[Saved entries]
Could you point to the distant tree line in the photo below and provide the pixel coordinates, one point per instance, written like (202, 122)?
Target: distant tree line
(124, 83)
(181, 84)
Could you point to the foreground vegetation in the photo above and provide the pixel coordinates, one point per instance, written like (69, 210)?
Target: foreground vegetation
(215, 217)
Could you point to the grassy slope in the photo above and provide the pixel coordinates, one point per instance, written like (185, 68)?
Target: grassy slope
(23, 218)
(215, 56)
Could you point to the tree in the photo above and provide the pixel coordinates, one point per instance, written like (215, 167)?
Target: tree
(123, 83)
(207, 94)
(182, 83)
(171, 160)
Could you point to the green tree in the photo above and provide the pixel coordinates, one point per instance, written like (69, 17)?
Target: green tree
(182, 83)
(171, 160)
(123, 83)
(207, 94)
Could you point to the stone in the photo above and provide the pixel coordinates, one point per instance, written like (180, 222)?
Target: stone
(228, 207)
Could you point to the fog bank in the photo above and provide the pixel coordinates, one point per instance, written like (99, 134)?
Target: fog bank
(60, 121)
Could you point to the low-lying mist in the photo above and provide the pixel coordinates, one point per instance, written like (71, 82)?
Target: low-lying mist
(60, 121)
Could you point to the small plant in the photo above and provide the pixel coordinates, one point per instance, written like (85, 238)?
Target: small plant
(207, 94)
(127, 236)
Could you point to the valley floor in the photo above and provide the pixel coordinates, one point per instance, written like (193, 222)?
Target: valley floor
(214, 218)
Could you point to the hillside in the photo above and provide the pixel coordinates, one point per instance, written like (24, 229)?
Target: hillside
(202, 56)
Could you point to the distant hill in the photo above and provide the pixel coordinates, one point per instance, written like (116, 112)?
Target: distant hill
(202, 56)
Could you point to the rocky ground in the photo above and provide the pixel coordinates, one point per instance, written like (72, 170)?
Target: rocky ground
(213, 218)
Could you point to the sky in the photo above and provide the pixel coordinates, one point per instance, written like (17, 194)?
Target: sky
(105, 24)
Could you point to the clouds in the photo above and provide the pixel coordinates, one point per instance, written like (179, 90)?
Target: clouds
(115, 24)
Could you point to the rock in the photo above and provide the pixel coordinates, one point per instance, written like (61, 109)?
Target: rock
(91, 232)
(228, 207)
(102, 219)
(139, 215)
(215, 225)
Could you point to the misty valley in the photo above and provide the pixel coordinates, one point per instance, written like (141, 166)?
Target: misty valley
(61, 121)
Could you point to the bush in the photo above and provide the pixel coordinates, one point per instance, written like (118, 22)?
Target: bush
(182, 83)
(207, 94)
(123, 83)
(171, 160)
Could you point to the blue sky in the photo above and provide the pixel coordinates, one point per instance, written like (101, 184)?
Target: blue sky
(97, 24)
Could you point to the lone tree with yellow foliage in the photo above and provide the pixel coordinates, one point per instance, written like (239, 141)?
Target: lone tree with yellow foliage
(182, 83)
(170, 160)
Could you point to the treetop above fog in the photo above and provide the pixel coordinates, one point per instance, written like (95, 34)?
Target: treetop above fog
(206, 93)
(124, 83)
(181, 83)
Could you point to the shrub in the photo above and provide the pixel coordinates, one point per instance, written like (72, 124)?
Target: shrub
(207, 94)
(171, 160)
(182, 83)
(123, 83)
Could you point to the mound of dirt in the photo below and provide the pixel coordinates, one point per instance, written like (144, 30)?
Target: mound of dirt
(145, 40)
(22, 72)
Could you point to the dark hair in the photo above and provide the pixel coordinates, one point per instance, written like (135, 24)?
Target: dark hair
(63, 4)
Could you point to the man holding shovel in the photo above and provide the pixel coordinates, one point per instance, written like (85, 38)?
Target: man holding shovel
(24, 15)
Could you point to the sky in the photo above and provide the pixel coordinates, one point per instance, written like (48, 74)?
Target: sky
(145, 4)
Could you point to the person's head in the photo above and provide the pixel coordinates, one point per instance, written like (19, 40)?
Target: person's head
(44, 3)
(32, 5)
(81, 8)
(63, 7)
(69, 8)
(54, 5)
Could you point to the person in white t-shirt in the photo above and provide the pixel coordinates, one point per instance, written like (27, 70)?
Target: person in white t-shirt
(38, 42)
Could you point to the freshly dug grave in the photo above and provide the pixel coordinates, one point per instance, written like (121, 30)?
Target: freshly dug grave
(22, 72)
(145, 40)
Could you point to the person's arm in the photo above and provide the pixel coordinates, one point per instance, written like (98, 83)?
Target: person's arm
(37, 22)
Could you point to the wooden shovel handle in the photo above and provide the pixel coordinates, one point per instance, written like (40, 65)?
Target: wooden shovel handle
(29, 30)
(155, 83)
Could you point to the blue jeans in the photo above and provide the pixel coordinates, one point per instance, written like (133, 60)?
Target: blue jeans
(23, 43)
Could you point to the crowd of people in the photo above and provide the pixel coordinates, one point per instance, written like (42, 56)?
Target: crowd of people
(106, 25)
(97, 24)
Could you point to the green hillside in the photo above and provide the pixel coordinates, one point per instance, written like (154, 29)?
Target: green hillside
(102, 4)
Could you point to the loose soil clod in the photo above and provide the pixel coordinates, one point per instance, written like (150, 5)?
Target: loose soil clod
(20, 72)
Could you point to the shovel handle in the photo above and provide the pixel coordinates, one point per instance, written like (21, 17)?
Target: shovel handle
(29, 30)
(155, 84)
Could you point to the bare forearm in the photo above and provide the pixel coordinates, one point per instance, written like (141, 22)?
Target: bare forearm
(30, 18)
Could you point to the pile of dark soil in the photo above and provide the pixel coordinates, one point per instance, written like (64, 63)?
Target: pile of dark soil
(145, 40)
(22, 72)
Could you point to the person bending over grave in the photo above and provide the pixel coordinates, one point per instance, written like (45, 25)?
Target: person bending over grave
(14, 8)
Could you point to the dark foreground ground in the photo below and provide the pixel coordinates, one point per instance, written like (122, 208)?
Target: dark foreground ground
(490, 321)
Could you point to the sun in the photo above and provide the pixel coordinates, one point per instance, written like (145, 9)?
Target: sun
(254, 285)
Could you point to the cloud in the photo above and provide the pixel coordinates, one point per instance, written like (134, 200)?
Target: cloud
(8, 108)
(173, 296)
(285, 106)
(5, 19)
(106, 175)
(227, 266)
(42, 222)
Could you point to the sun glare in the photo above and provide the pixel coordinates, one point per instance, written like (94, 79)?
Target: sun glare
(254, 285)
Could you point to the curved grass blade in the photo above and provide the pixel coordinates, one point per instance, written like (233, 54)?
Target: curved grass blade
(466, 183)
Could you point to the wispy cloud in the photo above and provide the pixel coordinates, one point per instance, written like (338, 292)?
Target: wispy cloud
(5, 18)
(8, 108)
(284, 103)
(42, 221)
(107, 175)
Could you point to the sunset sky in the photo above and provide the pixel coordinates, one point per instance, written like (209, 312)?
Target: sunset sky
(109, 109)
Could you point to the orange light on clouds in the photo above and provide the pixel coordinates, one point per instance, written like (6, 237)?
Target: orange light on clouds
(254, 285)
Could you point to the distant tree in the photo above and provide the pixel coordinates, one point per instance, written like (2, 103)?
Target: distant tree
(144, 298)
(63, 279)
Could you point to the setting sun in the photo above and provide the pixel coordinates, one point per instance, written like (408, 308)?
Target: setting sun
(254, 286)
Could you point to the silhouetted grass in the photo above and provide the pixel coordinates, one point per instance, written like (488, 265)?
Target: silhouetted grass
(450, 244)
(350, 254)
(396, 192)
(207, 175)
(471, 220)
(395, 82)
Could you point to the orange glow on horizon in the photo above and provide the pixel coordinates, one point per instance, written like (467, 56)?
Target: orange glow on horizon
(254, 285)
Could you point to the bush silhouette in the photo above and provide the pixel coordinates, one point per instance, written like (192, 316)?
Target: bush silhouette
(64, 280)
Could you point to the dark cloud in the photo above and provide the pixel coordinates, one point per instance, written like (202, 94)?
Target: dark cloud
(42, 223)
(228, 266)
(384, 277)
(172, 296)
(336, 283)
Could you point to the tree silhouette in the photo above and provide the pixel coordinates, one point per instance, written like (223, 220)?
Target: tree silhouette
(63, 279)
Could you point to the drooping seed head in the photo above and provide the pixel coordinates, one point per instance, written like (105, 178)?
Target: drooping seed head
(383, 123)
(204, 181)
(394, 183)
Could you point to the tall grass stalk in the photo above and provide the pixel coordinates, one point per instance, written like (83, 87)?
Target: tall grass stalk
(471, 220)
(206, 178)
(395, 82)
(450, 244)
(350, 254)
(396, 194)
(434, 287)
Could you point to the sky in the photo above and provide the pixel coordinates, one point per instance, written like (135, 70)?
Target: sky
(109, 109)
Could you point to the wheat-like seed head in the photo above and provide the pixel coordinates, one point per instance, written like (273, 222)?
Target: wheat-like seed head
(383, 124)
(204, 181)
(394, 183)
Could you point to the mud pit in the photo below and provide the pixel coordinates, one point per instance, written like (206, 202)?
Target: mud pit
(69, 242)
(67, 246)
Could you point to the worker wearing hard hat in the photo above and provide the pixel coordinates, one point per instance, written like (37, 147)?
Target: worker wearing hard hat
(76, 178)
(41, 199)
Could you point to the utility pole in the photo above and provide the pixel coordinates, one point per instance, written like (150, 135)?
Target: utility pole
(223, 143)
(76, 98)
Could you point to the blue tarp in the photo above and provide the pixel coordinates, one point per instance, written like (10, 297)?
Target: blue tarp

**What you need to do**
Could you work out how many lines above contain the string "tarp"? Answer with the number only.

**Answer to this exercise**
2